Os vinis cuidadosamente alinhados sobre o móvel da sala-de-estar. Longe de ser mero adorno, essa decoração, interativa a não mais poder, revelava aos olhos do forasteiro como se dava a conexão dos lares brasileiros com mundo: pela música. Essa imagem ressurge nas lembranças do escritor e jornalista francês Jean-Paul Delfino entre as que marcaram a sua chegada ao Brasil em 1986. “Percebi que a cultura no Brasil passava via democratização da música, com aquelas coleções de vinis absolutamente fabulosas”, relembra o escritor. Se não havia no país uma democratização da leitura a exemplo da França e seus habituais livros de bolso que facilitam o acesso à leitura , havia a democratização do disco, do ato de ouvir música, compara.  

No início, era a Bossa Nova. Atiçada por entrevistas feitas aos músicos Claude Nougaro, Georges Moustaki ou Pierre Barouh autores de versões francesas de “hinos” como Samba da Benção (Samba Saravah) ou Águas de Março (Eaux de Mars) a curiosidade do foca de vinte anos incompletos o fez atravessar o Atlântico para saber mais sobre as origens daqueles acordes desafinados. Desembarca num Rio em pleno processo de abertura politica e lança, em 1988, Brasil Bossa Nova, que seria o primeiro livro a ser publicado na Europa sobre o ritmo da rapaziada de Copacabana. Não parou aí: três décadas depois, o saldo desse enlace – de atualizações constantes nas idas e vindas entre Rio de Janeiro e Aix-en-Provence, onde mora – se traduz por mais três livros sobre a música brasileira. O mais recente, Bossa Nova – la grande aventure du Brésil”, traz entrevistas inéditas, relidas por um autor hoje à vontade com a história da formação e desenvolvimento do país. O livro passa a palavra a Nara Leão, Maria Bethânia, Gilberto Gil, Caetano Veloso, Affonso Romano de Sant’Anna e segue…. O grande ausente, por sua timidez incorrigível, é o avesso João Gilberto. Delfino conta que conseguiu, porém, o feito de entrevistar o “pai da Bossa Nova”. Mas ao final da conversa veio o pedido: que nunca publicasse a entrevista. Promessa feita. Promessa cumprida.
____________________
▸ **O que se espera**
Segundo o trecho para leitura, em que ano foi lançado o livro Brasil Bossa Nova?

▸ **Dados brutos**
____________________
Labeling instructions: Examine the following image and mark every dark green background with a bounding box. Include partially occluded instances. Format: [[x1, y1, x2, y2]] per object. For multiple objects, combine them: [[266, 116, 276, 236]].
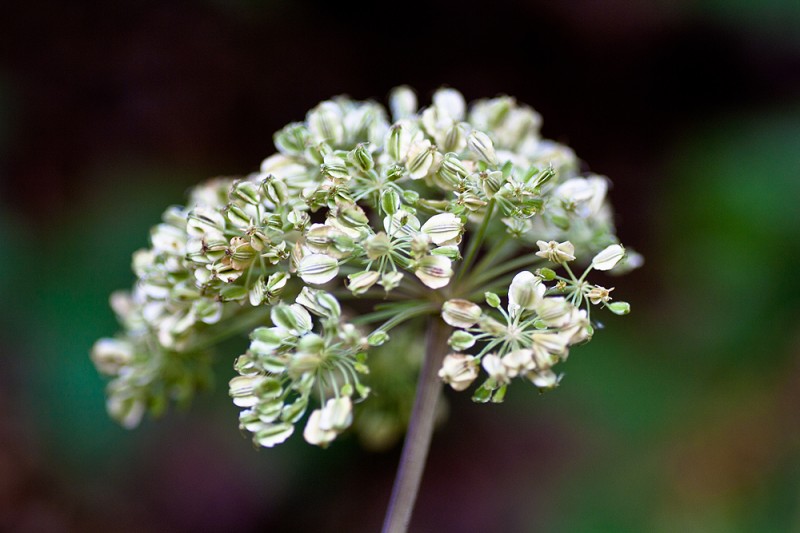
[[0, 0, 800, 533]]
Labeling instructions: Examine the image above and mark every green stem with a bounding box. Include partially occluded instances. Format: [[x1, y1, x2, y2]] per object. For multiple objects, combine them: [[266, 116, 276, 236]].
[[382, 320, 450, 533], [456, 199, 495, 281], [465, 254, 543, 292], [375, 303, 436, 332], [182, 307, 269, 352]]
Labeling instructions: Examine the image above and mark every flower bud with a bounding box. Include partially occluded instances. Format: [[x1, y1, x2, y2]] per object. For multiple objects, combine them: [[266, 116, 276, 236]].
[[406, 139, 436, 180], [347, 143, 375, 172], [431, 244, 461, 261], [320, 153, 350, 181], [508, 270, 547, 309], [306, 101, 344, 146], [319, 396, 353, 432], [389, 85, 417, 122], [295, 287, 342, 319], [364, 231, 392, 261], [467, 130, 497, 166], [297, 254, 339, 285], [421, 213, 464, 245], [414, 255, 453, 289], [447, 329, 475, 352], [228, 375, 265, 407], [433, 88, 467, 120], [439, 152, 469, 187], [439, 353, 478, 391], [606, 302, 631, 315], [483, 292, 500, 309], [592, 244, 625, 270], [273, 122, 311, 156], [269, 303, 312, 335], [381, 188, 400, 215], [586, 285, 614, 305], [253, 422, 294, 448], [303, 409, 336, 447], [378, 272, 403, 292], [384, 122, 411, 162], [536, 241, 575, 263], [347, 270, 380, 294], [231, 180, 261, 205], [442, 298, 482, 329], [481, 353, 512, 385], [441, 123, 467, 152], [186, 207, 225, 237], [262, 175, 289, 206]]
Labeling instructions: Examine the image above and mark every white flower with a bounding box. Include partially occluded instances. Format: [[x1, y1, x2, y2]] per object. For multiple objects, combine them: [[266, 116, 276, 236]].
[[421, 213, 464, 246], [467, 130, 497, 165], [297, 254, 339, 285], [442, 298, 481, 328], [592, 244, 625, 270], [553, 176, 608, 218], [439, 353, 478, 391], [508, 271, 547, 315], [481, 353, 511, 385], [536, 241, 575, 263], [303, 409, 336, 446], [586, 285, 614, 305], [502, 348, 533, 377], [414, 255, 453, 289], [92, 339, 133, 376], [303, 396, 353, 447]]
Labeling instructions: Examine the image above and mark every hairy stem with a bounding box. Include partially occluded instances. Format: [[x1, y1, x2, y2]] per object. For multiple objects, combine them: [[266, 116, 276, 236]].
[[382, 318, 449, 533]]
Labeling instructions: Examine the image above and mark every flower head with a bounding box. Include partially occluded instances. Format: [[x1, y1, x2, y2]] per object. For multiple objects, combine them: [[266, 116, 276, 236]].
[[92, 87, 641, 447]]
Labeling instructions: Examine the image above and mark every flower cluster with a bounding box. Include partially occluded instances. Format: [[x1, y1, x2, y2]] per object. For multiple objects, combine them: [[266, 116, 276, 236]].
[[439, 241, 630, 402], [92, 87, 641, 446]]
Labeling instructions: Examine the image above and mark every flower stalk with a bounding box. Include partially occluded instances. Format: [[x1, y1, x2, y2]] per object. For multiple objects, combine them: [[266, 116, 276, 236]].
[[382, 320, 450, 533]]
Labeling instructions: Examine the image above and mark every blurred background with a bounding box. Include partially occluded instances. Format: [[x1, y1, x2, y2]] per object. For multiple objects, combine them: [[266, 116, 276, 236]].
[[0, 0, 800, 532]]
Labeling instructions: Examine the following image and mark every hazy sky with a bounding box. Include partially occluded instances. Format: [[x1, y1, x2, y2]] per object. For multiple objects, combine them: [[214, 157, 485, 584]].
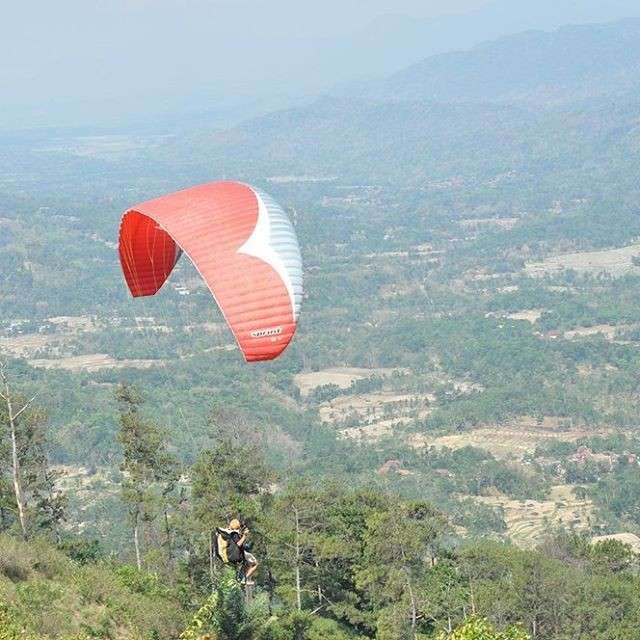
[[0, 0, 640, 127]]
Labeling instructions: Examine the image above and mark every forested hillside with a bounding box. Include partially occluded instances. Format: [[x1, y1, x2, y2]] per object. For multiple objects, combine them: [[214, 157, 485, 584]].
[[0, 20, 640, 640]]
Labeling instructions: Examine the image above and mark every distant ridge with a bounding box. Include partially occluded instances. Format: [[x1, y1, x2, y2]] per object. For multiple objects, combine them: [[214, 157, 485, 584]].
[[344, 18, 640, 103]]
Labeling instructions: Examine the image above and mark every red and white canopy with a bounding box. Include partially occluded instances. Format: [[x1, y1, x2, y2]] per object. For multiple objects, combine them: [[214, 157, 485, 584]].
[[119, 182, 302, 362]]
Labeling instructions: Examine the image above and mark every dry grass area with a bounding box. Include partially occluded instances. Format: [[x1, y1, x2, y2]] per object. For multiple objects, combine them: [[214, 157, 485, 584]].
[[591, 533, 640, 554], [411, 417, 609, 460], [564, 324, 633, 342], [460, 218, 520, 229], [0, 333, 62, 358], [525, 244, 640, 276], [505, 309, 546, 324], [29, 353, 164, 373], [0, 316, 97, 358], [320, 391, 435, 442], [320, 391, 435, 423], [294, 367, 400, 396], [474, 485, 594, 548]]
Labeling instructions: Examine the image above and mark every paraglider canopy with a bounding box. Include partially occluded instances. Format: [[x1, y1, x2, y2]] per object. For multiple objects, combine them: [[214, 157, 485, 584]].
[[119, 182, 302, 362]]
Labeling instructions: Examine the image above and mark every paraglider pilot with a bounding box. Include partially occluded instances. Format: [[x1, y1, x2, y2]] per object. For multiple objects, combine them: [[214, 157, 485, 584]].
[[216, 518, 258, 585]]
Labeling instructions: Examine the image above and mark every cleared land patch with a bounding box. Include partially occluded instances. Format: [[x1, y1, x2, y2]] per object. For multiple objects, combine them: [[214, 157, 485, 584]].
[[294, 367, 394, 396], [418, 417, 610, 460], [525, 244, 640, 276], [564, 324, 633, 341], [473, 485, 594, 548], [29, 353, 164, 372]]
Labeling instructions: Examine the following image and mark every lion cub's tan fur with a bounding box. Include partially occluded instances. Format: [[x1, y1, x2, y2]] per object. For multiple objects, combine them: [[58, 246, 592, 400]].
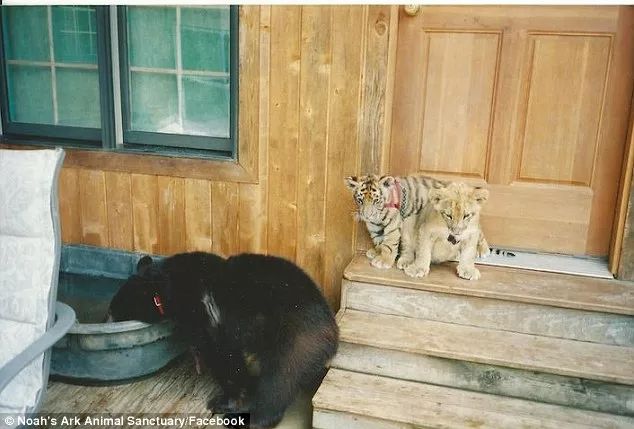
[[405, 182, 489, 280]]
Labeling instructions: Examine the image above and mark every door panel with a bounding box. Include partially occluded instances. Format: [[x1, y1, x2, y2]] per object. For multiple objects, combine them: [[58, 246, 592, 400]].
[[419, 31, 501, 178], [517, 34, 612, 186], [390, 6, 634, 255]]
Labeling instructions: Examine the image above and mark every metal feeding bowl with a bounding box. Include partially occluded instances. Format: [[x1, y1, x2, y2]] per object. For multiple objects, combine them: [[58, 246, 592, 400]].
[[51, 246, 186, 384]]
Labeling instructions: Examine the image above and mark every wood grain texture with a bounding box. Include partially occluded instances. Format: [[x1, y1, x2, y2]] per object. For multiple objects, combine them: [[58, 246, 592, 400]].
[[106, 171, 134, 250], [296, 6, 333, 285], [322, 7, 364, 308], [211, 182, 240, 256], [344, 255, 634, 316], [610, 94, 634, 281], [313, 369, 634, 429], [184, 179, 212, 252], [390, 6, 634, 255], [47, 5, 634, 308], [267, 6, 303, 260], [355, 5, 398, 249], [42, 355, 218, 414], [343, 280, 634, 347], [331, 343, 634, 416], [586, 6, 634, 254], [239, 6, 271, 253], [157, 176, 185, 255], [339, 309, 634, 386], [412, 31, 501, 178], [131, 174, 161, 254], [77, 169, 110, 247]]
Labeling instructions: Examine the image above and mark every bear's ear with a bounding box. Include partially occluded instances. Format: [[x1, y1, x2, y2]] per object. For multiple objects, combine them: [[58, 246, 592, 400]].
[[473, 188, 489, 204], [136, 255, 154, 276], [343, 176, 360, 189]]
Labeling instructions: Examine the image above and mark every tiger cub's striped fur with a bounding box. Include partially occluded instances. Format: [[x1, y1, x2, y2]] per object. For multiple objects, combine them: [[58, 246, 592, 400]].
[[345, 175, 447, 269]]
____________________
▸ **Exercício resolvido**
O livro Brasil Bossa Nova foi lançado em 1988.